Point localization data:
◇ ◇ ◇ ◇ ◇
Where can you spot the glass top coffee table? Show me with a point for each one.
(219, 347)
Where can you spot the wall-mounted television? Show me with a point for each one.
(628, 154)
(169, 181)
◇ ◇ ◇ ◇ ◇
• Problem: Reproduce every entry exactly, with nothing added or dropped.

• Written answer:
Where can you spot the glass top coffee table? Show me with a point for each one.
(219, 347)
Where can you spot the wall-mounted television? Show me with a point for each one.
(628, 154)
(169, 181)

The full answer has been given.